WHAT IS REQUIRED =>
What do the entries below say? Restate them word for word.

Natural language region descriptions:

===

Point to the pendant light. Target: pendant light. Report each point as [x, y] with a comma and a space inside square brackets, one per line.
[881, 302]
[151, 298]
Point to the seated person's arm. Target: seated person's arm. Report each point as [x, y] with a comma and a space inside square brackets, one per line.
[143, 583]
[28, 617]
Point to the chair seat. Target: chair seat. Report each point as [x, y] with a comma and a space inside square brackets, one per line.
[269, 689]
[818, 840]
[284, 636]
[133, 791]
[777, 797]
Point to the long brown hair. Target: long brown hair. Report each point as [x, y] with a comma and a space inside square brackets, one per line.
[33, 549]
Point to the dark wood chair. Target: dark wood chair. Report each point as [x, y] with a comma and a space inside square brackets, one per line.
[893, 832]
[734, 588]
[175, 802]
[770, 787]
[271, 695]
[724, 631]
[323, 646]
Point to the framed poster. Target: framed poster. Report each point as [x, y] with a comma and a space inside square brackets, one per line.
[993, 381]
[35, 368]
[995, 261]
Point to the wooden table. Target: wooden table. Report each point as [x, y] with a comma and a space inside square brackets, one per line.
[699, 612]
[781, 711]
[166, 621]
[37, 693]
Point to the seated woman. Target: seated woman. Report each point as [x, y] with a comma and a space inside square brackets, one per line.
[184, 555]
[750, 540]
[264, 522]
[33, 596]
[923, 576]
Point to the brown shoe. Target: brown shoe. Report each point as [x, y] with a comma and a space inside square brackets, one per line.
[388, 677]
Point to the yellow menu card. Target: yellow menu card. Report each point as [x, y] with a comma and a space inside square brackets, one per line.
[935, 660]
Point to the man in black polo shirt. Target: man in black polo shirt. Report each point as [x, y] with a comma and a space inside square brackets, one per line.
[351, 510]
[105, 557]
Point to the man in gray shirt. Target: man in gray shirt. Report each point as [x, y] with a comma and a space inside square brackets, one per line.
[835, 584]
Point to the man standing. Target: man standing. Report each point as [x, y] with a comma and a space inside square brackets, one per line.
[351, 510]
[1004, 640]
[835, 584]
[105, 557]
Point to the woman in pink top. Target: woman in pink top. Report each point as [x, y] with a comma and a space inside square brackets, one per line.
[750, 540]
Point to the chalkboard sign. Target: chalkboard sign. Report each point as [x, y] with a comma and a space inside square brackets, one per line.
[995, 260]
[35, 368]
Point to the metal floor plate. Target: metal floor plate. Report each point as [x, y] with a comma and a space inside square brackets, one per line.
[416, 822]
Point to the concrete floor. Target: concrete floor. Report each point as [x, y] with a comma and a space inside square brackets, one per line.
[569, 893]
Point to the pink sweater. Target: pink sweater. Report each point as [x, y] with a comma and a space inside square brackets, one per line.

===

SOLUTION FOR THIS PROBLEM =>
Point to the pendant light. Target: pendant light. Report each point as [x, y] with a comma and a space inside square brackets, one per line.
[881, 302]
[151, 298]
Point to the seated person's arm. Target: seated person's arm. Report each point as [x, y] with a comma and a space inside square brackets, one per line.
[143, 583]
[28, 617]
Point to the chair seat. Target: chair seat. Report each point as [x, y] with a comma and a space inside square brackets, one per line.
[269, 689]
[818, 840]
[284, 636]
[133, 791]
[777, 797]
Point to the long brown hair. Target: long brown hair. Report each point as [x, y] with a comma and a space inside square brackets, one per line.
[33, 549]
Point to the dark wood chair. Target: dark wood chair. Report each point as [x, y] with a comma and a space inside square brackets, one per line.
[893, 832]
[734, 588]
[175, 802]
[770, 787]
[271, 695]
[724, 631]
[323, 646]
Point to the framed poster. Target: framed poster. Report each point as [x, y] with a comma and a space inside square brackets, one per line.
[993, 381]
[35, 368]
[995, 261]
Point to the wooden table. Target: wooden table. Report each point as [x, y] with a comma and a space inside square brackets, one per line.
[699, 612]
[781, 711]
[166, 621]
[37, 693]
Point to the seated woman. Target: seated woman. Report each point as [x, y] with a comma and a space inside square brackets, one per line.
[184, 555]
[750, 540]
[264, 522]
[33, 596]
[923, 576]
Point to the brown shoe. Target: brown shoe. Report each point as [x, y] with a comma and a space inside square brackets, one per line.
[388, 677]
Point to the yellow menu card. Target: yellow menu card. Report each point as [x, y] with a comma and a space inside square brackets, one per line.
[935, 660]
Point to the man in black polo shirt. Target: man in black polo shirt. Report each point as [x, y] with a comma and a space inside square brackets, one per line.
[351, 510]
[105, 557]
Point to the man in gray shirt. Target: man in gray shirt. Report each point as [x, y] with a comma and a space inside square brackets, one per line.
[835, 584]
Point to the man standing. Target: man standing. Report each point as [x, y] with a comma and a space inside square brackets, one per line.
[351, 510]
[1004, 640]
[835, 584]
[105, 557]
Point to the woman in pink top. Target: woman in pink top. Report each point as [x, y] with a comma and a space inside square brackets, one per line.
[750, 540]
Point to the chalkboard sign. Target: chalkboard sign. Report each point as [x, y] with a comma and a space inside square brackets, one per line.
[995, 260]
[35, 368]
Point to the metal floor plate. Target: metal floor plate. Report each point as [x, y] with a comma and a space inside square brackets, one per line.
[416, 822]
Point to the concrete floor. Target: concrete floor. Report each point as [x, y] with a comma and a space inside square brackets, one per line.
[569, 893]
Point to the pink sweater. Target: pink sweater. Report each point as [x, y] with a comma and a space inside square brackets, one per line.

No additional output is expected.